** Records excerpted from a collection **
****************************************
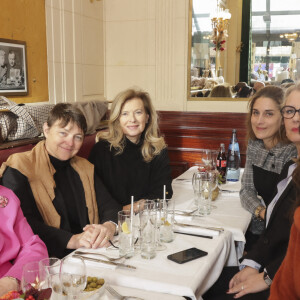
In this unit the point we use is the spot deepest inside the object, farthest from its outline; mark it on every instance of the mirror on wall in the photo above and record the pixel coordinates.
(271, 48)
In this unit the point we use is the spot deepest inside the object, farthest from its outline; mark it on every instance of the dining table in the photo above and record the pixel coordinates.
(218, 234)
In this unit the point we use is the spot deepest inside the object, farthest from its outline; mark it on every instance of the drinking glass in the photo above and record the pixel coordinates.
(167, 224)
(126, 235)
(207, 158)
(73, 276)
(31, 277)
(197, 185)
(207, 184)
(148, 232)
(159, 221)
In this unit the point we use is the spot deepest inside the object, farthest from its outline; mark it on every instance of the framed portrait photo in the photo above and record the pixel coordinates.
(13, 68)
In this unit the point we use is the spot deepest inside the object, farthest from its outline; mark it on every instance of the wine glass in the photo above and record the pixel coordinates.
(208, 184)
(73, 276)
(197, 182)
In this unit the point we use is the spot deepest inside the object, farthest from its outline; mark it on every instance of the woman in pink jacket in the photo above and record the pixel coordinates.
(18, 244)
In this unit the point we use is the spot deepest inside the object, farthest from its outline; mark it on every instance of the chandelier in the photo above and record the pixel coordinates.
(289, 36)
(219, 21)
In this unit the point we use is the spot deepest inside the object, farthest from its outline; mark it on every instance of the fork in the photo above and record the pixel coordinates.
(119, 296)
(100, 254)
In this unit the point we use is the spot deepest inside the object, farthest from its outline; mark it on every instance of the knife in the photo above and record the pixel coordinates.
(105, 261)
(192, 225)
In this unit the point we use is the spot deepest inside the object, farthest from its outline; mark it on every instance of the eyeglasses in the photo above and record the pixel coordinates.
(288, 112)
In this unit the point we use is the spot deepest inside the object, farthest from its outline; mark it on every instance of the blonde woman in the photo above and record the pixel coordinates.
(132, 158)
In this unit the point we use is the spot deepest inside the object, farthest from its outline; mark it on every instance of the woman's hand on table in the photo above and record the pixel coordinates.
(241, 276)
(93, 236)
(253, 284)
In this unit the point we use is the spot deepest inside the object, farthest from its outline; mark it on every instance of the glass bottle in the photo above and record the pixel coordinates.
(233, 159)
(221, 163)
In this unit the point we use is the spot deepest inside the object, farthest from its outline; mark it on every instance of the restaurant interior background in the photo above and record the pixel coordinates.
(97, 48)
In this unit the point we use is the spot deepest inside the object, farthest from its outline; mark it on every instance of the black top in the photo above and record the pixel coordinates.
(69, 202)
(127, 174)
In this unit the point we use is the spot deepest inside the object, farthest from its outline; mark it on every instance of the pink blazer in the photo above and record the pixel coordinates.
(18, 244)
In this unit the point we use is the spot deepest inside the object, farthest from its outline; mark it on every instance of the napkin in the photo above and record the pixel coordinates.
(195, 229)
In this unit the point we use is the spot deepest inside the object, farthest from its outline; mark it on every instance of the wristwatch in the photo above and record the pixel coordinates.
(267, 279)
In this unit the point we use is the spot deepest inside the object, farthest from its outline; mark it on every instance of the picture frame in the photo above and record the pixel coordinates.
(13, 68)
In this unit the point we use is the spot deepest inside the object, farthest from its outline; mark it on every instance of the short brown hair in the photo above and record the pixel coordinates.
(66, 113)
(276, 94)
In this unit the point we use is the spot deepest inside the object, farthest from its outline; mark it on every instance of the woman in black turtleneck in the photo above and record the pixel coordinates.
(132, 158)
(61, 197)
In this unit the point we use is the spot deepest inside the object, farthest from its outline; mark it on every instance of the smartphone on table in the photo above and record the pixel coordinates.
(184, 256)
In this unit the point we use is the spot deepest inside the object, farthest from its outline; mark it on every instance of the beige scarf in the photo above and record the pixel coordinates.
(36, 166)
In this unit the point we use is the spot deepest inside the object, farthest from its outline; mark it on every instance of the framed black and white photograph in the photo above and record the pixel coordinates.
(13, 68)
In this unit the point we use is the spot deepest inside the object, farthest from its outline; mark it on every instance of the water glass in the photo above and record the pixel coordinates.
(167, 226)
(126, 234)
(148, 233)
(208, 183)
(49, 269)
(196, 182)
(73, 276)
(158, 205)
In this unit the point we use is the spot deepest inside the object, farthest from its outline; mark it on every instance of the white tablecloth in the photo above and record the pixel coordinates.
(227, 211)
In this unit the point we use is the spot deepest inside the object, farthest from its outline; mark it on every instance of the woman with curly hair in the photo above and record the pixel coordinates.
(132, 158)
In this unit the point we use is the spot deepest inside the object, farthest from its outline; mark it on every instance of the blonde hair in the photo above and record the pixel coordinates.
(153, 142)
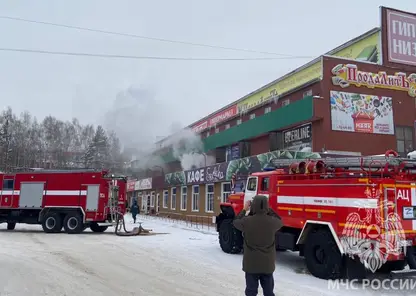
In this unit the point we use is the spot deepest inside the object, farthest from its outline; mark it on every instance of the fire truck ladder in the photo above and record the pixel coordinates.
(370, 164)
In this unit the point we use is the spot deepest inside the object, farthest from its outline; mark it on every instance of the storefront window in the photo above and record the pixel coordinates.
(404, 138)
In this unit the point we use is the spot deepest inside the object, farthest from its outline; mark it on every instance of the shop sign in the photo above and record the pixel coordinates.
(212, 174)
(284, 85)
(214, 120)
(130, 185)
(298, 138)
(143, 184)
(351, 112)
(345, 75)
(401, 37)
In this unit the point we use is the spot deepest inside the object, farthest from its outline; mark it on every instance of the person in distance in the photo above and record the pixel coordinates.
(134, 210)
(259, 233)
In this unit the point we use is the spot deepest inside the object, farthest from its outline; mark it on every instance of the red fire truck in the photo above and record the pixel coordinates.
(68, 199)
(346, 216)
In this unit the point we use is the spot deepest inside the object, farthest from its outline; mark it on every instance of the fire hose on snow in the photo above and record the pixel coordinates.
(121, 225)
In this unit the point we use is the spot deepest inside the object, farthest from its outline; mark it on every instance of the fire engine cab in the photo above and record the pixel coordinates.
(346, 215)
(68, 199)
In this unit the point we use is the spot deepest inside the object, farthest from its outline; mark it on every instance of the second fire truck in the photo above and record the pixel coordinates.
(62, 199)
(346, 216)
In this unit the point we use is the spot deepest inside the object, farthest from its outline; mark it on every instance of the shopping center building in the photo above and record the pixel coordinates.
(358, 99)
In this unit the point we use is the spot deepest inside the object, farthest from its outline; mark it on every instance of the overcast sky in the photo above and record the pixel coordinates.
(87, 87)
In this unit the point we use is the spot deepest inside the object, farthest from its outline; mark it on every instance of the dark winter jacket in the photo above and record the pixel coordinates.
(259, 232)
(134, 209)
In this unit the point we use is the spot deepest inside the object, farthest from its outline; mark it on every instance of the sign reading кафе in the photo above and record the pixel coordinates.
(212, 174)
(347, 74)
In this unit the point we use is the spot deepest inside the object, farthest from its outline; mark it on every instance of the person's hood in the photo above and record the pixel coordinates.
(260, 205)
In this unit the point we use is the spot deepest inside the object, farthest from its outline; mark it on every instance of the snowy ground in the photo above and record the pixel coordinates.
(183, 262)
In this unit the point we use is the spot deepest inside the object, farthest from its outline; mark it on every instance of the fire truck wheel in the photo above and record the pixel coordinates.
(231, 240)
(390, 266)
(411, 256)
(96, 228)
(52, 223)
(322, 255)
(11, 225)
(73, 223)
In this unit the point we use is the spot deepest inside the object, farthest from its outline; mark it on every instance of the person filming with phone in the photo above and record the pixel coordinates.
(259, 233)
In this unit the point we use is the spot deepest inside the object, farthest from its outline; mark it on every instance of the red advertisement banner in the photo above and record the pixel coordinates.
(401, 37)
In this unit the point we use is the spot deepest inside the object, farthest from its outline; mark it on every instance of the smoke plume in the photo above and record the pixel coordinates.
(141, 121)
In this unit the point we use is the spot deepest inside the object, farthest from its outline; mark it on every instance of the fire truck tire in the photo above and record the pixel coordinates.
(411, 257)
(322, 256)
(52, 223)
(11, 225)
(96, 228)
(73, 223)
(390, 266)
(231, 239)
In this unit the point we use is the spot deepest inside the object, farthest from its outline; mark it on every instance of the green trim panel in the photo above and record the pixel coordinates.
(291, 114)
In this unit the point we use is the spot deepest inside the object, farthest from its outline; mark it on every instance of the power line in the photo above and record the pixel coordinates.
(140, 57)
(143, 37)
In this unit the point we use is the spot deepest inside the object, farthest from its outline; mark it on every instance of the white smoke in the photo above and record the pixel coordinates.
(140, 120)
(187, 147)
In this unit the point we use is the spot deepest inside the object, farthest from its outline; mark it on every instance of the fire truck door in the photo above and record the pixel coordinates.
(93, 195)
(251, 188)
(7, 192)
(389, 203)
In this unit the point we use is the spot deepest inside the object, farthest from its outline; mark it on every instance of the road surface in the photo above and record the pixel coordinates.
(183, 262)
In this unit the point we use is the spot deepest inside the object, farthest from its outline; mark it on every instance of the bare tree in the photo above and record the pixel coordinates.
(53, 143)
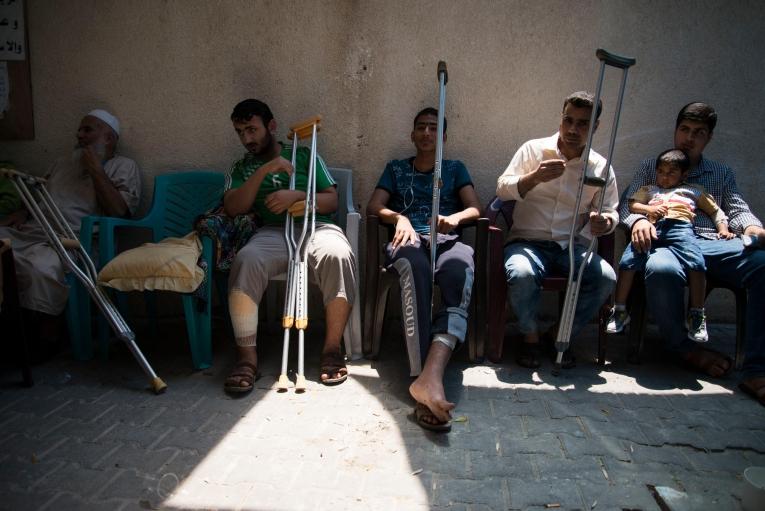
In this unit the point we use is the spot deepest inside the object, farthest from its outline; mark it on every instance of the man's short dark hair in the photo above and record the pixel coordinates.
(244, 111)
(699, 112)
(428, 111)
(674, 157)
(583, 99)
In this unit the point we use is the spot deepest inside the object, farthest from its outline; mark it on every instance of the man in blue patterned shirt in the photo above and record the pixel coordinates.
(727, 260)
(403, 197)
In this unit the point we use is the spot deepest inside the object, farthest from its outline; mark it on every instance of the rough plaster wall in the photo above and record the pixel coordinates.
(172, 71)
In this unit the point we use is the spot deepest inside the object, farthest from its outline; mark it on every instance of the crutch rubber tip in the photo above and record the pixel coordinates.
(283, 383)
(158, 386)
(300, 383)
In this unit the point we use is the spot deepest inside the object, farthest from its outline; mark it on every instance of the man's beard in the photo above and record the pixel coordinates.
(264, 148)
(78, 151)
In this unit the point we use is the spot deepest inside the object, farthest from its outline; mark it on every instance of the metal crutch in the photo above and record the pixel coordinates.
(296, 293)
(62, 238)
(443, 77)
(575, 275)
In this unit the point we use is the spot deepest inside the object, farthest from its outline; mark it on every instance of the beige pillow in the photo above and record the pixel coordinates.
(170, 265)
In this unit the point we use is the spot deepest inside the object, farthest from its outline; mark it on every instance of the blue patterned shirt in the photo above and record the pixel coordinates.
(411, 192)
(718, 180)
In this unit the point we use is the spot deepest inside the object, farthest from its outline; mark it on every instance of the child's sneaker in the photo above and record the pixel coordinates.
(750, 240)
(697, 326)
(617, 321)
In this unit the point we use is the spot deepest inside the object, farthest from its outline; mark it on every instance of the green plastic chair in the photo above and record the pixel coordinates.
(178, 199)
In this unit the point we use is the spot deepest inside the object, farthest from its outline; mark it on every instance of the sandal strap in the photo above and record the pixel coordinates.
****************************************
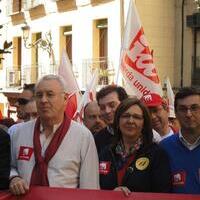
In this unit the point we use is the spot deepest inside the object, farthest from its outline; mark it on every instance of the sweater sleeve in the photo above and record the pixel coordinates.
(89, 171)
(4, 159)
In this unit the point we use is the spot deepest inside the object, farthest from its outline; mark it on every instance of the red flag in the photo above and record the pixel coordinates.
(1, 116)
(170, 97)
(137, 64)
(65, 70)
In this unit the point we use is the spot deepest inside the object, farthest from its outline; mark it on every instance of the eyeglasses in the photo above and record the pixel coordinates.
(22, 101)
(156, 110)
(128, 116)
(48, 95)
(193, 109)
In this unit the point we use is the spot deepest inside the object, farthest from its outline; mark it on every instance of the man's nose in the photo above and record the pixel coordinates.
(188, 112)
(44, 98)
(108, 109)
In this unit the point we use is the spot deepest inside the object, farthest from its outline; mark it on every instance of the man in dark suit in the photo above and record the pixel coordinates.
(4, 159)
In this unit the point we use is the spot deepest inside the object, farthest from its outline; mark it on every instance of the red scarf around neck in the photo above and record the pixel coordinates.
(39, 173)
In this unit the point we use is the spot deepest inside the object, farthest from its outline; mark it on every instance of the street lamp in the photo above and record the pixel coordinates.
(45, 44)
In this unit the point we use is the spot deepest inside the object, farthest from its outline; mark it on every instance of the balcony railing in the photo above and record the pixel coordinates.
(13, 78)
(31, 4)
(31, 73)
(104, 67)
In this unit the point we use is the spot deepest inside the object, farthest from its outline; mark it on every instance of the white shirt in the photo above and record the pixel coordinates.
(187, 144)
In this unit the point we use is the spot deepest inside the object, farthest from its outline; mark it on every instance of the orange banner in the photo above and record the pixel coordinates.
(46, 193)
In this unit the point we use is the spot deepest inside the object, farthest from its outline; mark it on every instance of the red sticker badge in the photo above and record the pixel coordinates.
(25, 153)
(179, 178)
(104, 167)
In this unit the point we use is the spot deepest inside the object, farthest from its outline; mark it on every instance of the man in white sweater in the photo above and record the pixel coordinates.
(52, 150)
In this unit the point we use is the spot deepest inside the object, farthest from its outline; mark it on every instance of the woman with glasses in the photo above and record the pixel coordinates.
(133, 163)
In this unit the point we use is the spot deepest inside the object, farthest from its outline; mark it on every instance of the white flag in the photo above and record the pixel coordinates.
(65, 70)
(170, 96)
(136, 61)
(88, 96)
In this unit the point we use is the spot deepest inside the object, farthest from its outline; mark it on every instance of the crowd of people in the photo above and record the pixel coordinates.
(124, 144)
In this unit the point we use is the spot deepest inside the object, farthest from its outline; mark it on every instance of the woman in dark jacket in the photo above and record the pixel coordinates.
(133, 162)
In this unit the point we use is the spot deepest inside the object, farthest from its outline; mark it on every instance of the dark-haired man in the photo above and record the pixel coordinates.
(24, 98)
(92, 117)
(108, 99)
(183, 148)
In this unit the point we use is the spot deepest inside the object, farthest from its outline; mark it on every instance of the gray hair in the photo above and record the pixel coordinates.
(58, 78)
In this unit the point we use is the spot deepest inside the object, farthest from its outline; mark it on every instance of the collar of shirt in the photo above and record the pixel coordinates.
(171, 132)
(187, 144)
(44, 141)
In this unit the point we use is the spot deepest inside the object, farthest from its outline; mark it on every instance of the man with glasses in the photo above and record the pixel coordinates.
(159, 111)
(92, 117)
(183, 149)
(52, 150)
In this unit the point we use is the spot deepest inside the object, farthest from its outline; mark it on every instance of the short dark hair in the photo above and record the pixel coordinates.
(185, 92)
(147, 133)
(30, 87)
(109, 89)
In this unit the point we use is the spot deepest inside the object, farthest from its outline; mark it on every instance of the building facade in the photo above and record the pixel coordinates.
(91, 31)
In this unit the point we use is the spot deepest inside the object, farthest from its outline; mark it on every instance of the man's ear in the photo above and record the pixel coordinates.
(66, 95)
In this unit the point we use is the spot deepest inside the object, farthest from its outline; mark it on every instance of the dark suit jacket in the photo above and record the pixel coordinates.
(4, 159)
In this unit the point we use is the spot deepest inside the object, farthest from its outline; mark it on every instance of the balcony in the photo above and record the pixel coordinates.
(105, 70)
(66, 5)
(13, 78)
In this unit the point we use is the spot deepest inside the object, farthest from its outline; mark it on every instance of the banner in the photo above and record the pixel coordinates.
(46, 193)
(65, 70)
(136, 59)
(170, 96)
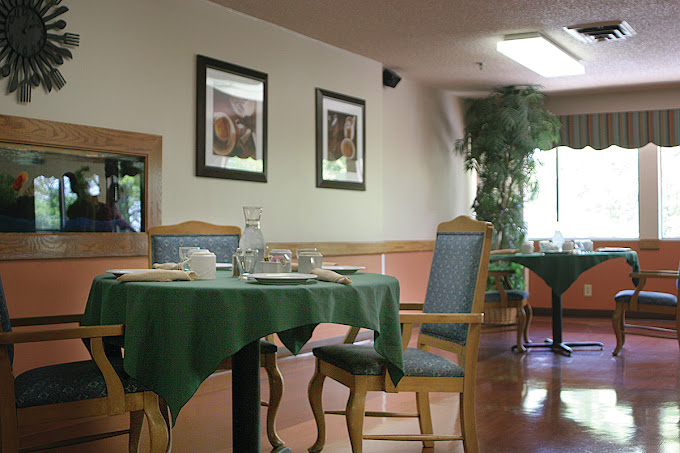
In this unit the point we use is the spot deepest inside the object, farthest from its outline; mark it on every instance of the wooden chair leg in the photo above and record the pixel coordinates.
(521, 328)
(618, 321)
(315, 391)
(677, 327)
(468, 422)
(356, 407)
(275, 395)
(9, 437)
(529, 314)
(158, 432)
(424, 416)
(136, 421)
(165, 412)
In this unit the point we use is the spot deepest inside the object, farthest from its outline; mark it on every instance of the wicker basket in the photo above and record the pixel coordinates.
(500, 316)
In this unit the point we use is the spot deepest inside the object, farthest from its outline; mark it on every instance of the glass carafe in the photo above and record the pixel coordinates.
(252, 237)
****************************************
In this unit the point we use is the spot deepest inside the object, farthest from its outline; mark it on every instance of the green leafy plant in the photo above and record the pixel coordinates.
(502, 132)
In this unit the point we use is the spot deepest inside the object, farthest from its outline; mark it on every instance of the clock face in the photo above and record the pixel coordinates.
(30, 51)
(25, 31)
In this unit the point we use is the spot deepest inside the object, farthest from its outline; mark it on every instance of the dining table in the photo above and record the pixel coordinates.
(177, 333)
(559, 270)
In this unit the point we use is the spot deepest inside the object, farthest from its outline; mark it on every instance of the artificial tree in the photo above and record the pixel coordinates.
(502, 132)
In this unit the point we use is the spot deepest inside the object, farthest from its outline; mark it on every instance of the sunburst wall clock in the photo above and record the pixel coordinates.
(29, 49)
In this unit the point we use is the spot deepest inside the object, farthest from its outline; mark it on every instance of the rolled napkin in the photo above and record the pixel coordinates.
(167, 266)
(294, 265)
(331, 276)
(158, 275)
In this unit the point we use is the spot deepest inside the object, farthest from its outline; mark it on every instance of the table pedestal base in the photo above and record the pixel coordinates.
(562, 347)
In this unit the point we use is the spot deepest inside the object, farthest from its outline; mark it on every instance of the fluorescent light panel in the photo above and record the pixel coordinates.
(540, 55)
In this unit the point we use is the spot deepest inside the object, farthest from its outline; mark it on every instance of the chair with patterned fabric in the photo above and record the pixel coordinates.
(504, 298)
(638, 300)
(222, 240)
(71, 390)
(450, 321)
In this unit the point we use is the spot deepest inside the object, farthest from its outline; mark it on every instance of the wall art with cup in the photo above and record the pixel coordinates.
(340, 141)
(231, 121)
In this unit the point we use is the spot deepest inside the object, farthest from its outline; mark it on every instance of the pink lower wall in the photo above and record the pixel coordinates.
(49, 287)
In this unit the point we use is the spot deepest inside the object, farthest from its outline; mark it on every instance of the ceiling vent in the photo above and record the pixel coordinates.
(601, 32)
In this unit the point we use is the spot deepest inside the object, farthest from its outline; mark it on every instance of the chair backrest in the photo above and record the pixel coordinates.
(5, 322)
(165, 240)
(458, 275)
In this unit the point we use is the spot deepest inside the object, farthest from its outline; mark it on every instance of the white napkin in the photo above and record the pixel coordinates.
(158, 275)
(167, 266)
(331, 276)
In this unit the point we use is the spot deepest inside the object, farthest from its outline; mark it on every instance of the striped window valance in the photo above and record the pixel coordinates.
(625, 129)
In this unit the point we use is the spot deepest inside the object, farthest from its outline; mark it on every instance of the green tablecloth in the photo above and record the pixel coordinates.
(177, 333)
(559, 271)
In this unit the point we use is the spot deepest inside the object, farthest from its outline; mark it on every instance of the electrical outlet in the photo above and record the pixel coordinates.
****************************************
** EXERCISE INSTRUCTIONS **
Write out exactly the lines that fall from the line with "the beige pillow" to the line with "of the sandal" in the records above, keeping both ends.

** WRITTEN SOLUTION **
In this unit the point we use is the spot deepest inside the object, farthest from its outline; mark it on every instance of the beige pillow in the photo above and record the pixel coordinates.
(170, 265)
In this unit the point we use is the spot deepest inside the object, farthest from its outline; mark it on every instance of the blue patterned shirt in the photo above and record the pixel coordinates.
(411, 192)
(718, 180)
In this unit the point we use is the spot deepest inside the object, farthest from its outline; mark it on every instance of the child's sneaker in the photo above and record the pixel coordinates.
(750, 240)
(697, 326)
(617, 321)
In this unit the point we use is the spot deepest inside the object, farthest from its outline; mark it on every instance of the green plastic chair in the photo above and record the pixel coordinates.
(178, 199)
In this unit the point we use is the spot deepest inside the object, farthest from its outline; mark it on every instance of the sandal strap in the photo above and record the pixel coordinates.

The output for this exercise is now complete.